Stored data entries

- - -

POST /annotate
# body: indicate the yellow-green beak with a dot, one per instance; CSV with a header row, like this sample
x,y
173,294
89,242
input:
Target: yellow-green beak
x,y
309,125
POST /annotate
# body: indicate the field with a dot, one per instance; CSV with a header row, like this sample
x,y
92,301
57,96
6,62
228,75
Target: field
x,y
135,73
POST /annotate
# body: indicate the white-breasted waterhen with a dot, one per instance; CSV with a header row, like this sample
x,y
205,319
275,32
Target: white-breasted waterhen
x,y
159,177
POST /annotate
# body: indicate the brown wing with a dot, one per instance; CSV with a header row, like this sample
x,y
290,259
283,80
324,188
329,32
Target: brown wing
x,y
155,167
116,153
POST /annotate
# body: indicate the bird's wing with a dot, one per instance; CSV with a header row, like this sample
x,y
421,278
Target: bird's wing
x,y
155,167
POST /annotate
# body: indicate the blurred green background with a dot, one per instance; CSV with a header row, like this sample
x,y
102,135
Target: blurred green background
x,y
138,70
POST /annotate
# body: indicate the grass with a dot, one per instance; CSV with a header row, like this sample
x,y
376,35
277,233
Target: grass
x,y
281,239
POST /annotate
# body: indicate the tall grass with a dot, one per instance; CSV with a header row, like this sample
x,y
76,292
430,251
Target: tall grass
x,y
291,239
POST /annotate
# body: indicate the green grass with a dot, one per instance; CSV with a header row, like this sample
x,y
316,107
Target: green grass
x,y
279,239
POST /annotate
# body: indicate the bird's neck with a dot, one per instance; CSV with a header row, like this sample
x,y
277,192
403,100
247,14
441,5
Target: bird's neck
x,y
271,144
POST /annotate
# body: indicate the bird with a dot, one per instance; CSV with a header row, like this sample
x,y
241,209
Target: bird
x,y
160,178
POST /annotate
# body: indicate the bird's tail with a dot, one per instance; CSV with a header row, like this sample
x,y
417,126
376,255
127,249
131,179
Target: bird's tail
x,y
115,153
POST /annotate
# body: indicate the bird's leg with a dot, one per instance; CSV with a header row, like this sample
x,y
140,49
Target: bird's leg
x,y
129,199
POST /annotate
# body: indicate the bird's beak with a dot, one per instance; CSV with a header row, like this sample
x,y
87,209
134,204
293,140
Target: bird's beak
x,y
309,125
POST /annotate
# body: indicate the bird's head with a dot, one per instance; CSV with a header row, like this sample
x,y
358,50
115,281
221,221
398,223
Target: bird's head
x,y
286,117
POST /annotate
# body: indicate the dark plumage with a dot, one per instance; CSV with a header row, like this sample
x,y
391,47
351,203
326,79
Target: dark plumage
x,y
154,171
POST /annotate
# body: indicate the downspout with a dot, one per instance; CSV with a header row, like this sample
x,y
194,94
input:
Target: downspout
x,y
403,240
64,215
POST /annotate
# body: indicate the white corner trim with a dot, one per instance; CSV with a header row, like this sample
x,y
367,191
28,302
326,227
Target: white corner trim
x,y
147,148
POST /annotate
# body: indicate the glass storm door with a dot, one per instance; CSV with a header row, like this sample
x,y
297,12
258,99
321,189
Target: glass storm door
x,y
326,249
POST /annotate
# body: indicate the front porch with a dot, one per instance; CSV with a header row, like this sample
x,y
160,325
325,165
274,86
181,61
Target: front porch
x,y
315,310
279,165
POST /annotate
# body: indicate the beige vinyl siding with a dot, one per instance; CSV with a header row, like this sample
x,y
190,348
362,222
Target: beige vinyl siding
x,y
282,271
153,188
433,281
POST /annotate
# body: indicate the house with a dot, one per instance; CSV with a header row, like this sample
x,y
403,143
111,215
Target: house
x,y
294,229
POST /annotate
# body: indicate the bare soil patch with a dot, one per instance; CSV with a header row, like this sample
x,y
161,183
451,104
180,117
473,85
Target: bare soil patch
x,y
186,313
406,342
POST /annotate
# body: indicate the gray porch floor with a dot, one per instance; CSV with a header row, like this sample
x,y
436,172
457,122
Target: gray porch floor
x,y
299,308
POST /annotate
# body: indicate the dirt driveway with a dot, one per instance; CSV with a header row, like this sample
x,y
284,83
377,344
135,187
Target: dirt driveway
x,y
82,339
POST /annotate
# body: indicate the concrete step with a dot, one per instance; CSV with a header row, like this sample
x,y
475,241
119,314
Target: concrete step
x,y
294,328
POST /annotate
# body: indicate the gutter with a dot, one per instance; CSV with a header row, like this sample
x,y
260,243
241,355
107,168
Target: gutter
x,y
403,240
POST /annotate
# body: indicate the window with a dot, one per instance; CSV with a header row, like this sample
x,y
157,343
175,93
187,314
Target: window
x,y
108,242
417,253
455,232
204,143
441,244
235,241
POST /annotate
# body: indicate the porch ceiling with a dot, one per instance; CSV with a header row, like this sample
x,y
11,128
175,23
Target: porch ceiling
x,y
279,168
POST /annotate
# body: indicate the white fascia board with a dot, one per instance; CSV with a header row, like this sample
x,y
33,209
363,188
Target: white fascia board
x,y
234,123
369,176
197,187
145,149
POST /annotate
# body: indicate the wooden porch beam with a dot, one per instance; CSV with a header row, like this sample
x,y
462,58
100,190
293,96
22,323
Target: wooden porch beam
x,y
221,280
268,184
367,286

- - -

GIVEN PROBLEM ▸
Take the entries above and copy them out exactly.

TASK SOLUTION ▸
POST /annotate
# body: indicate the yellow-green beak with a dot, one per instance; CSV with a header row, like this sample
x,y
173,294
89,242
input:
Target: yellow-green beak
x,y
309,125
POST /annotate
# body: indicate the field with a dot, one per instance; CSV with a header row, like this sample
x,y
92,301
57,96
6,62
228,75
Target: field
x,y
135,73
POST /annotate
# body: indicate the white-breasted waterhen with a dot, one per instance; CSV with a header row, like this sample
x,y
205,319
275,32
Target: white-breasted waterhen
x,y
159,177
POST /annotate
# body: indicate the brown wing with a dot, one per instance; CSV with a header row, like this sample
x,y
290,259
283,80
324,188
329,32
Target: brown wing
x,y
155,167
116,153
POST /annotate
# body: indicate the bird's wing with a dot, one per instance; CSV with a header row, like this sample
x,y
421,278
Target: bird's wing
x,y
155,167
POST /annotate
# body: indicate the blurred green background with a dot, one per instance; CSV with a header row, like this sample
x,y
102,135
Target: blurred green background
x,y
138,70
POST /annotate
# body: indicate the grass with a dot, one per instance; CSV with a header row, like this sample
x,y
376,35
277,233
Target: grass
x,y
281,239
POST /annotate
# body: indicate the tall grass with a dot, one per instance; CSV with a header row, like this sample
x,y
76,292
430,251
Target: tall grass
x,y
291,239
POST /annotate
# body: indicate the green grass with a dot, one per instance; CSV with a header row, like this sample
x,y
316,107
Target: green grass
x,y
279,239
POST /annotate
# body: indicate the bird's neck with a dot, one per instance; CSV with a header row, like this sample
x,y
277,192
403,100
247,14
441,5
Target: bird's neck
x,y
271,144
POST /annotate
# body: indicate the bird with a dot, one per instance; CSV with a header row, like this sample
x,y
241,209
Target: bird
x,y
160,178
POST /annotate
# body: indicate the bird's tail with a dot, one per instance; CSV with a header row, like this sample
x,y
417,126
376,255
127,249
131,179
Target: bird's tail
x,y
115,153
POST /annotate
# body: indicate the bird's leg with a dot, one per instance; CSV with a header row, like this sample
x,y
140,49
Target: bird's leg
x,y
129,199
POST /annotate
# body: indicate the bird's beak with a dot, one per instance; CSV with a header row, like this sample
x,y
87,209
134,204
293,140
Target: bird's beak
x,y
309,125
POST /annotate
# body: indicate the bird's head with a dot, one per instance; CSV with a header row, like this sample
x,y
358,50
115,281
221,221
398,223
Target: bird's head
x,y
286,117
POST /annotate
# body: indicate the dark plumage with a dot, one per instance; CSV with a header row, like this sample
x,y
391,47
351,203
326,79
Target: dark plumage
x,y
154,171
POST /annotate
# body: indicate the downspout with a dot, one per instance; CSV with a header row, like this sample
x,y
194,94
input:
Target: downspout
x,y
403,240
64,215
POST /annotate
# body: indicate the white corner trim with a dot, one per instance; CSV with a header row, like this sample
x,y
367,191
28,302
326,227
Target: white corner trim
x,y
147,148
POST /annotate
# body: indicate the glass storm door with a dot, one per instance; CSV with a header row, like this sample
x,y
297,12
258,99
321,189
Target: glass storm door
x,y
326,249
POST /annotate
# body: indicate the front porch with a dot, one per instance; CSV with a header row, like this sample
x,y
160,325
325,165
274,86
181,61
Target: front porch
x,y
315,310
279,165
POST /annotate
# body: indicate the beige vinyl siding with a dot, one per instance; CSV with a header row, like this sample
x,y
190,348
362,222
Target: beige vinyl siding
x,y
282,271
153,188
433,281
POST /annotate
# body: indicate the house with a dot, one per instance; CSV with a header row, like this sample
x,y
403,143
111,215
Target: house
x,y
294,229
POST /annotate
# body: indicate the bare soil patch with a dot, one per instance; CSV with a header row, like this sample
x,y
161,183
451,104
180,117
473,85
Target: bare soil patch
x,y
186,313
406,342
POST /annotate
# body: indicate the gray porch floor with a dot, one per instance; CSV with a header row, like this sample
x,y
436,172
457,122
Target: gray porch floor
x,y
299,308
POST /annotate
# body: indicate the dirt driveway with a dot, one per instance; CSV with a header row, like this sample
x,y
284,83
377,344
135,187
Target: dirt driveway
x,y
82,339
POST /annotate
# body: indicate the concrete step with a dot, one per instance; CSV with a header row, like this sample
x,y
475,241
119,314
Target: concrete step
x,y
294,328
POST /annotate
# body: indicate the gutter with a dot, one per instance; CSV with a header row, like this sample
x,y
260,243
241,355
107,168
Target: gutter
x,y
403,240
POST /annotate
# body: indicate the window with a dot, one per instance; CSV with a header row, like this sample
x,y
157,343
175,93
187,314
Target: window
x,y
108,242
417,253
455,232
204,143
441,244
235,241
POST /annotate
# body: indicate the porch ceiling with a dot, one per instance; CSV with a header row, like this sample
x,y
11,128
175,23
Target: porch ceiling
x,y
279,168
POST /annotate
# body: indicate the white fascia board with a dot, one per instance; CSV with a header row, like this sample
x,y
33,209
363,188
Target: white fascia board
x,y
234,123
369,176
197,187
145,149
POST /annotate
# body: indicate the wooden porch beam with a dot, one per instance; CSV with a header row, like this sample
x,y
462,58
100,190
293,96
22,323
Target: wooden porch beam
x,y
221,280
268,184
367,286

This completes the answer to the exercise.